[Stored records]
****************

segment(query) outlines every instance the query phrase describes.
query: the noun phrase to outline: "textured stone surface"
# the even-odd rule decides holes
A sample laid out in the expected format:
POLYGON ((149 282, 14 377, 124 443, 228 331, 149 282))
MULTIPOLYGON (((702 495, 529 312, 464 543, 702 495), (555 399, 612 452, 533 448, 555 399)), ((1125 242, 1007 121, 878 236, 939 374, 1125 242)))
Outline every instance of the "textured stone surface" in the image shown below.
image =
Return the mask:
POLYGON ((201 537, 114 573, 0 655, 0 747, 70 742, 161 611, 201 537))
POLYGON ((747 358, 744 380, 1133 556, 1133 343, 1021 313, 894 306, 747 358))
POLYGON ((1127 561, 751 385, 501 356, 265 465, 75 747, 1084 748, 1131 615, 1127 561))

****************

• [WHAT THE TASK REQUIRES]
Format every line of the items above as a JSON list of strings, one string per line, leaving out blank lines.

• [COMPLETED EXERCISE]
[
  "segment(query) outlines every instance the query phrase describes.",
  "query: the noun phrase to outline: \"textured stone surface\"",
  "# the even-odd rule decides holes",
  "A sample laid out in the expected format:",
  "POLYGON ((149 282, 14 377, 124 443, 228 331, 149 282))",
  "MULTIPOLYGON (((702 495, 529 312, 464 543, 702 495), (555 399, 612 452, 533 448, 555 399)), ((1125 242, 1007 121, 878 236, 939 374, 1125 242)))",
  "Outline every instance of the \"textured stone surface\" in the image shown below.",
  "image =",
  "Return the mask:",
  "POLYGON ((201 537, 114 573, 0 655, 0 747, 70 742, 161 611, 201 537))",
  "POLYGON ((747 358, 744 380, 1133 556, 1133 343, 1021 313, 894 306, 747 358))",
  "POLYGON ((1127 561, 751 385, 501 356, 265 465, 75 747, 1084 748, 1131 615, 1127 561))"
]